The final chapter, from 1970, is about the term “speculative fiction,” how SF is often judged by its worst examples, and how the Hugos are not reliable judges of the best SF (because e.g. that Vonnegut’s THE SIRENS OF TITAN didn’t win).

And then he discusses the “New Wave” of science fiction’s late 1960s, which he characterizes thusly: emphasis on problems of the present; emphasis on manner of telling; claims that this is the direction SF must go. And a few worthy stories among it all.

He discusses the various advocates and examples of New Wave writers, with special attention to Judith Merril, who wrote a few stories and novels but was best known by the mid-60s as the editor of a series of “Best of the Year” anthologies, beginning in 1956 and ending in 1968. Blish/Atheling’s take is that Merril began (like Moskowitz) as a reader exclusively of SF, with no knowledge of general literature, or of science. As she went on, she discovered literature – and so her anthologies became more and more idiosyncratic, including pieces by mainstream authors, ordinary satire, comic strips and cartoons. She embraced the term “speculative fiction” (over “science fiction”) and later the “New Wave” because they exonerated her from any implication of an obligation to understand science. Also: how she submitted, in the early years with Simon & Schuster, many more stories than could be used, and how the publisher at S&S made the final selections.

> [Source information]:

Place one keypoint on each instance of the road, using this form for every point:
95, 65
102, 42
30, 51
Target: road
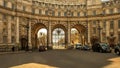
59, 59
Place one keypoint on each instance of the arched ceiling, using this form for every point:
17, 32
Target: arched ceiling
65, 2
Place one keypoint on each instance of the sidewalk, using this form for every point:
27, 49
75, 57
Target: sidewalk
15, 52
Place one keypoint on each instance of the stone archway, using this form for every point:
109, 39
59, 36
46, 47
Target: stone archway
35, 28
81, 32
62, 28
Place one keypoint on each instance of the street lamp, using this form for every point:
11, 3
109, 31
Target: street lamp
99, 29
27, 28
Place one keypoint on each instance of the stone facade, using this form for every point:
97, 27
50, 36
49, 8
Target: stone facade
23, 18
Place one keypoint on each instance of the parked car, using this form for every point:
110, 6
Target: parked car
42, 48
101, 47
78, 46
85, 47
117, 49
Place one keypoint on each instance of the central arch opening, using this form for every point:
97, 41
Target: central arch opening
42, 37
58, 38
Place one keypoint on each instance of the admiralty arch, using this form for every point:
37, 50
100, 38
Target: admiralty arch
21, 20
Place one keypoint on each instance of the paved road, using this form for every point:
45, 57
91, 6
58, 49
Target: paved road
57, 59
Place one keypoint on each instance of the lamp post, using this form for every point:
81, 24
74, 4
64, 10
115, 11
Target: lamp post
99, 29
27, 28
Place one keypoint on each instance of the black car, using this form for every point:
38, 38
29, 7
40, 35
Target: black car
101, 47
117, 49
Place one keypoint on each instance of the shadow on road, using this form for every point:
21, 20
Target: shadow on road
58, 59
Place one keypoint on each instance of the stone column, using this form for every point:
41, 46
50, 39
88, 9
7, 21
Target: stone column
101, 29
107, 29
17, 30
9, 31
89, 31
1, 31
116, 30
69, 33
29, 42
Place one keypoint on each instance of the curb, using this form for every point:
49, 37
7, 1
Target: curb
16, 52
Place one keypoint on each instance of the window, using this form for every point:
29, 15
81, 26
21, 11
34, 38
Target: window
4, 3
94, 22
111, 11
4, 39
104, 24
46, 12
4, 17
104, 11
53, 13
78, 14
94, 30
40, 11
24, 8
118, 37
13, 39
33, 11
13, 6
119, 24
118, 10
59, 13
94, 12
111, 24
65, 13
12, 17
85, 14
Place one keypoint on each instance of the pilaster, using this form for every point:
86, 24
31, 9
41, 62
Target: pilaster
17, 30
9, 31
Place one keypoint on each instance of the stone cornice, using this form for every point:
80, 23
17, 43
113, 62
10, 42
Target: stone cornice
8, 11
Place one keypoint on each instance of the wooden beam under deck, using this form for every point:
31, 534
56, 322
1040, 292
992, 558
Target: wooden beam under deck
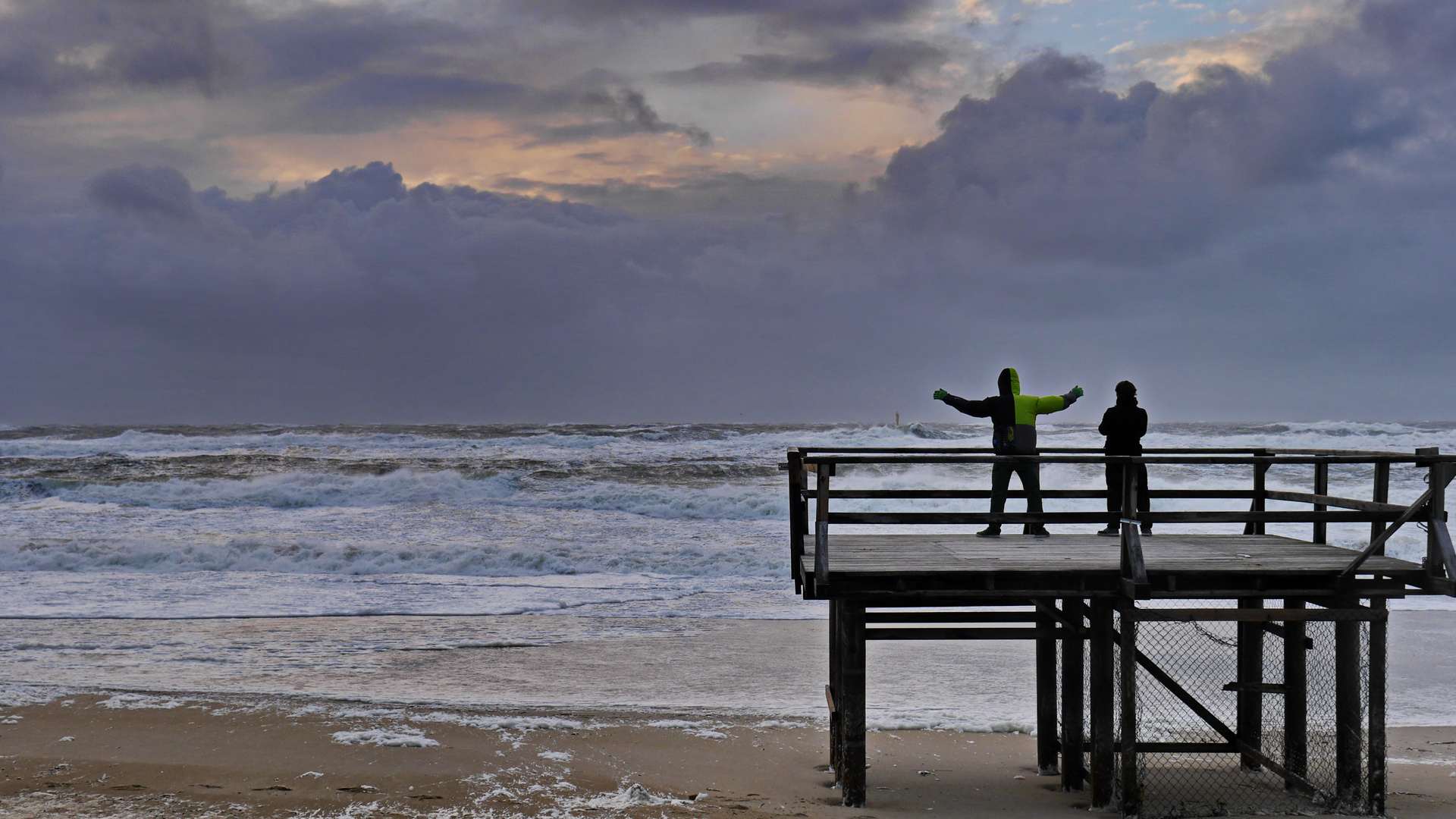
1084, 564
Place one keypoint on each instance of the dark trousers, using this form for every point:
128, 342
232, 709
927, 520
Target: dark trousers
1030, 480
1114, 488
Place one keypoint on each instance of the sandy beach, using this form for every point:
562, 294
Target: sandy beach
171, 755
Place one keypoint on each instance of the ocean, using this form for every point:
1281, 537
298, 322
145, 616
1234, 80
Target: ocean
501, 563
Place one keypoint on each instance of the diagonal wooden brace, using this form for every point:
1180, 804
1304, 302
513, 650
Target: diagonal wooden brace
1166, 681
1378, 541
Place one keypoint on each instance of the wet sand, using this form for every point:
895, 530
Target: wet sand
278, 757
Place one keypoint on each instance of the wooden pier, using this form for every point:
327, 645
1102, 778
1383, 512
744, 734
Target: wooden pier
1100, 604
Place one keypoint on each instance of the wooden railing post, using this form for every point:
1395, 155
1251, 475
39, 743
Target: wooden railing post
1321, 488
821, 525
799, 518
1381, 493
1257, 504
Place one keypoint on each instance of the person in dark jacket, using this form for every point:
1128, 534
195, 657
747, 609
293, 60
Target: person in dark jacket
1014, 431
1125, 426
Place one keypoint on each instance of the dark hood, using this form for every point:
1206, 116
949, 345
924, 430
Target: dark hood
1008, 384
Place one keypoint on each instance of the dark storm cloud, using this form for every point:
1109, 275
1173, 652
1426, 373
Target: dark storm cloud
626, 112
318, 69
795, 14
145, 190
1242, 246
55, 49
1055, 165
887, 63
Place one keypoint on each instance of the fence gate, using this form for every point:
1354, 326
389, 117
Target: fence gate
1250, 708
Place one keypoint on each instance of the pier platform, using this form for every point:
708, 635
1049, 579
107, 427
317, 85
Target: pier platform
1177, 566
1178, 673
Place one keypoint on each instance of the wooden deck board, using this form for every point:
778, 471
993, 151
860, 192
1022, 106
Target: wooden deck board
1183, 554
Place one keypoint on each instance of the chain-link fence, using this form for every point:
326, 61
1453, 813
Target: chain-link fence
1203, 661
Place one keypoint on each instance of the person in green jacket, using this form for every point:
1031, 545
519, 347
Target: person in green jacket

> [Exercises to complete]:
**A)** Translate this sentence from the passage on the New Wave into French: "She embraced the term “speculative fiction” (over “science fiction”) and later the “New Wave” because they exonerated her from any implication of an obligation to understand science."
**B)** According to the passage on the New Wave, in what years did Judith Merril's series of “Best of the Year” anthologies begin and end?
**C)** Write a continuation of the passage on the New Wave, picking up after its last sentence.
The items are separate material, unrelated to the passage on the New Wave.

> [Exercise responses]:
**A)** Elle a adopté le terme « speculative fiction » (plutôt que « science fiction »), puis la « New Wave », parce qu'ils la dégageaient de toute idée qu'elle serait tenue de comprendre la science.

**B)** It began in 1956 and ended in 1968.

**C)**
Finally, Blish discusses the prominent New Wave authors. Ballard, whose stories seemed to be forming a mosaic on some topic that even he may not be aware of. Aldiss, Brunner, Moorcock, Ellison. Zelazny and Delany and their “mytholotry” – Blish finding Delany nearly unreadable, more sympathetic to Zelazny. And he concludes by discussing Aldiss’s BAREFOOT IN THE HEAD at length, with its allegiance to James Joyce [an interest of Blish’s]. Among its themes: “the biological hypothesis that modern man is stuck with equipment (particularly mental equipment) which served well enough in the Neolithic Age but is of increasingly less use as man’s world multiplies in complexity.” (Which is a very contemporary observation.)

And Blish ends by noting that the New Wave is pulling itself apart, with all these writers going off in their own directions. (As they did.)